Records from a dataset:
■ ■ ■ ■ ■ ■ ■

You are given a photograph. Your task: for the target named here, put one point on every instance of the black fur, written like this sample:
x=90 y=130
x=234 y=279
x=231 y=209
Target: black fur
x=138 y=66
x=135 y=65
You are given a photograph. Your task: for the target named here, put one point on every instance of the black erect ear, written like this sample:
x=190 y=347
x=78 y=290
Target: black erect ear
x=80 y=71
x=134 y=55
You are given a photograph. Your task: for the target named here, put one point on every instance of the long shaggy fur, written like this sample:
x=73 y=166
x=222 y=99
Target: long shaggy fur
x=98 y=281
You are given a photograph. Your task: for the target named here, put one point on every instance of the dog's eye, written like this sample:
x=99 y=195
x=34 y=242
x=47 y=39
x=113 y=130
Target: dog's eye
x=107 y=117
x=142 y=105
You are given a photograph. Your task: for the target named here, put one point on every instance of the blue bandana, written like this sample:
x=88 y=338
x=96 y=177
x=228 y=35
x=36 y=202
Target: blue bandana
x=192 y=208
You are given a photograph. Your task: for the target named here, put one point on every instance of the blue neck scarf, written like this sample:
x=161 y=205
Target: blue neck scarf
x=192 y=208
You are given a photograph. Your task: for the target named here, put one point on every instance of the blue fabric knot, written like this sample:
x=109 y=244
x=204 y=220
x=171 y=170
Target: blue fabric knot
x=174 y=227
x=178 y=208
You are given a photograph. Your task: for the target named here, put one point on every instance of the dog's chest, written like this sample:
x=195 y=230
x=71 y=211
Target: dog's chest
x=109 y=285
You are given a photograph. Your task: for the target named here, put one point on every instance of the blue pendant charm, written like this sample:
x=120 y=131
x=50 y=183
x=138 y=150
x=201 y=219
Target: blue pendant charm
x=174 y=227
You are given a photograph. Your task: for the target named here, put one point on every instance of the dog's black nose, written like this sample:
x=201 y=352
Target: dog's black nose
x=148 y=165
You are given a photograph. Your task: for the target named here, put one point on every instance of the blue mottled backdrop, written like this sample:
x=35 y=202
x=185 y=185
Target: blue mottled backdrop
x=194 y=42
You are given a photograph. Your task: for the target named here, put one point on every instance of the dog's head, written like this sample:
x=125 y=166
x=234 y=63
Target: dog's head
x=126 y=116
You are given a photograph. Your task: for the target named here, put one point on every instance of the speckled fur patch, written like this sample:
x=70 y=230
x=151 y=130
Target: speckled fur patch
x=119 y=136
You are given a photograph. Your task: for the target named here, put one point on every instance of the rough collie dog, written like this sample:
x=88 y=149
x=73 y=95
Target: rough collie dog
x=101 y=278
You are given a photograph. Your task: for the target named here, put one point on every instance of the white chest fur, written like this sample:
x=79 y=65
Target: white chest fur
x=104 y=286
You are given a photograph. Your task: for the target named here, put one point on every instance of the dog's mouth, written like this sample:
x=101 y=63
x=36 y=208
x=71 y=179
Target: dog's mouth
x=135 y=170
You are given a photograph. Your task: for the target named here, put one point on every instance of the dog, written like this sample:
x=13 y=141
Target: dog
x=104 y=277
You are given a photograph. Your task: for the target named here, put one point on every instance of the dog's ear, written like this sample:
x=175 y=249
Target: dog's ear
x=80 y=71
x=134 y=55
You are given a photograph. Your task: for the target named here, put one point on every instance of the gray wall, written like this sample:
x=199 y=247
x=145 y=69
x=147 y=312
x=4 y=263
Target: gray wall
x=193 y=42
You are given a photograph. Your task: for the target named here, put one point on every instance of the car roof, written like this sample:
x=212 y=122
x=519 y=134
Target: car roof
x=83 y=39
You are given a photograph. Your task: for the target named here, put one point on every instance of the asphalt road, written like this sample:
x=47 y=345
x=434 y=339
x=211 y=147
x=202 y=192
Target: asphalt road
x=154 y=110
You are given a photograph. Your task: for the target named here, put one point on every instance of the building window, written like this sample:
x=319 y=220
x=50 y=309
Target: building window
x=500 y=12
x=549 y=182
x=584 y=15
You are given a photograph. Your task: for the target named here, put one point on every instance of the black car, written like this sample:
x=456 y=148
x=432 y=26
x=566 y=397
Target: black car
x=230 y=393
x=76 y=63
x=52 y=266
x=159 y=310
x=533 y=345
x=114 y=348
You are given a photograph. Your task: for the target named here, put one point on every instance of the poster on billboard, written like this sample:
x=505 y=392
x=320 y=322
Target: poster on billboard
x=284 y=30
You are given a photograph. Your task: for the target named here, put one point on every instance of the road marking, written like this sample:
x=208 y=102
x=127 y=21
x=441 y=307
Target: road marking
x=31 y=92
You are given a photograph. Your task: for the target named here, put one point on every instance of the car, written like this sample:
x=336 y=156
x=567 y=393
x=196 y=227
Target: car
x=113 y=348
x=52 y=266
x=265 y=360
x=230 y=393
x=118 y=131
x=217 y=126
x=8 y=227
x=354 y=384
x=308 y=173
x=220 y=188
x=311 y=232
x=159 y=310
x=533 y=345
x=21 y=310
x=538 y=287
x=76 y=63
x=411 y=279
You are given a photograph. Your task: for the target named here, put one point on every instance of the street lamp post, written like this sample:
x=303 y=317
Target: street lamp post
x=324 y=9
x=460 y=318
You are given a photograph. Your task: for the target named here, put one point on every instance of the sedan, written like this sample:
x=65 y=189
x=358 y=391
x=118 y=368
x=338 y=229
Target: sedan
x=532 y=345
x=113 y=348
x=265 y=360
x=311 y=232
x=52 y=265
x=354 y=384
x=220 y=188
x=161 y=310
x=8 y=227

■ ■ ■ ■ ■ ■ ■

Exercise objective: An exact copy of all the records above is the required answer.

Finished exercise:
You are given a photograph. Your task: for the target named here, put one point on every instance of the black fur, written like this sample:
x=90 y=130
x=234 y=279
x=231 y=209
Target: black fur
x=138 y=66
x=135 y=65
You are given a photograph. Your task: for the target named here, put one point on every instance of the black erect ear, written like this sample:
x=190 y=347
x=78 y=290
Target: black erect ear
x=80 y=71
x=134 y=55
You are given a photograph. Your task: for the target named here, put one point on every instance of the long shaggy fur, written like this sample:
x=73 y=166
x=222 y=99
Target: long shaggy fur
x=98 y=281
You are given a photograph. Your task: for the target named here, put one point on every instance of the dog's eye, written like this sample:
x=99 y=195
x=34 y=242
x=47 y=39
x=113 y=130
Target: dog's eye
x=107 y=117
x=142 y=105
You are given a photograph. Your task: for the target named here, put one point on every instance of the blue bandana, written like this sample:
x=88 y=338
x=96 y=177
x=228 y=35
x=36 y=202
Target: blue bandana
x=192 y=208
You are given a photograph. Your task: for the target named here, put one point on every instance of the blue neck scarf, written like this sample:
x=161 y=205
Target: blue neck scarf
x=192 y=208
You are given a photograph. Your task: for the target named here, put one point on every instance of the blue fabric knot, written like this sample:
x=109 y=244
x=204 y=220
x=171 y=170
Target: blue fabric knot
x=174 y=227
x=178 y=208
You are given a photograph. Your task: for the target named here, put one point on every instance of the dog's chest, written like this sample:
x=195 y=230
x=71 y=211
Target: dog's chest
x=109 y=285
You are given a photograph. Your task: for the target named here, put one point on every instance of the blue pendant charm, written like this sample:
x=120 y=131
x=50 y=183
x=138 y=150
x=201 y=219
Target: blue pendant charm
x=174 y=227
You are given a photograph. Your task: for the target named here, put one point on every instance of the dog's black nose, written like this sample:
x=201 y=352
Target: dog's black nose
x=148 y=165
You are given a photograph. Your task: for the target named here, put one point on every instance of the blue mottled backdrop, written like this sample:
x=35 y=202
x=185 y=185
Target: blue mottled backdrop
x=194 y=42
You are given a photograph. Your task: for the target named here, put one point on every instance of the dog's head, written like this sample:
x=125 y=166
x=234 y=63
Target: dog's head
x=126 y=116
You are given a photograph. Your task: for the target named here, put one point on every instance of the speckled fur patch, written like this sample:
x=70 y=230
x=151 y=130
Target: speckled fur patch
x=119 y=136
You are given a photograph. Your task: for the target named here, put one point on every instance of the rough collie dog, written like this sample:
x=88 y=149
x=73 y=95
Target: rough collie dog
x=101 y=278
You are given a photograph. Your task: for the target named here, put one point on every instance of the white chest fur, written like this sample:
x=79 y=65
Target: white chest fur
x=104 y=286
You are given a photograph. Your task: for the target named here, put one point on every instance of the dog's mouth, written like this sample:
x=101 y=63
x=36 y=208
x=71 y=179
Target: dog's mouth
x=135 y=170
You are given a photograph. Your task: for the target named here, put one point on every instance of the dog, written like this sample:
x=13 y=141
Target: dog
x=104 y=277
You are given a photograph. Your task: for the target named here, put one point on every instance of the dog's ear, written like this sample:
x=175 y=249
Target: dog's ear
x=80 y=71
x=134 y=55
You are given a photograph. Your task: for the target named here, put one point on every instance of the gray wall, written like this sample:
x=199 y=247
x=145 y=69
x=147 y=312
x=4 y=263
Target: gray wall
x=193 y=42
You are given a photograph. Your task: for the target named here, put one point on every instance of the car roof, written like this sample:
x=212 y=122
x=519 y=134
Target: car roof
x=83 y=39
You are given a photograph. Your task: for the target named here, put one point on every instance of the asphalt road, written like this sample:
x=47 y=345
x=434 y=339
x=211 y=147
x=202 y=192
Target: asphalt road
x=154 y=110
You are given a photograph. Your task: for the target named here, put one point on every instance of the building window, written like this sample:
x=319 y=220
x=50 y=309
Target: building window
x=500 y=12
x=549 y=182
x=584 y=15
You are given a photograph. Your task: for the target named here, put one point on every instance of the black car, written like this sample:
x=456 y=148
x=432 y=26
x=566 y=397
Target: black car
x=230 y=393
x=76 y=63
x=52 y=266
x=159 y=310
x=533 y=345
x=114 y=348
You are given a photograph. Your task: for the target named here, put one point on every instance of the poster on billboard, written like this sample:
x=505 y=392
x=320 y=322
Target: poster on billboard
x=284 y=30
You are given a photograph. Your task: for the target named here, put one point on every instance of the road marking, written like this sample:
x=208 y=102
x=127 y=21
x=441 y=307
Target: road marking
x=31 y=92
You are given a photograph. Your task: for the target named here, put one point on every instance of the car, written like this sample:
x=336 y=156
x=567 y=393
x=196 y=227
Target: car
x=113 y=348
x=52 y=266
x=265 y=360
x=230 y=393
x=118 y=131
x=217 y=126
x=8 y=227
x=354 y=384
x=308 y=173
x=220 y=188
x=311 y=232
x=159 y=310
x=533 y=345
x=21 y=310
x=538 y=287
x=76 y=63
x=411 y=279
You are given a photograph. Your task: for the target named here, put one point on every instance of the street lamp post, written like this sample:
x=303 y=317
Target: street lamp post
x=324 y=9
x=460 y=318
You are given a photograph. Your task: for the target named here, put one point on every instance of the sedan, written like this sample:
x=65 y=189
x=358 y=391
x=118 y=368
x=338 y=229
Target: sedan
x=532 y=345
x=113 y=348
x=265 y=360
x=311 y=232
x=52 y=265
x=354 y=384
x=220 y=188
x=161 y=310
x=8 y=227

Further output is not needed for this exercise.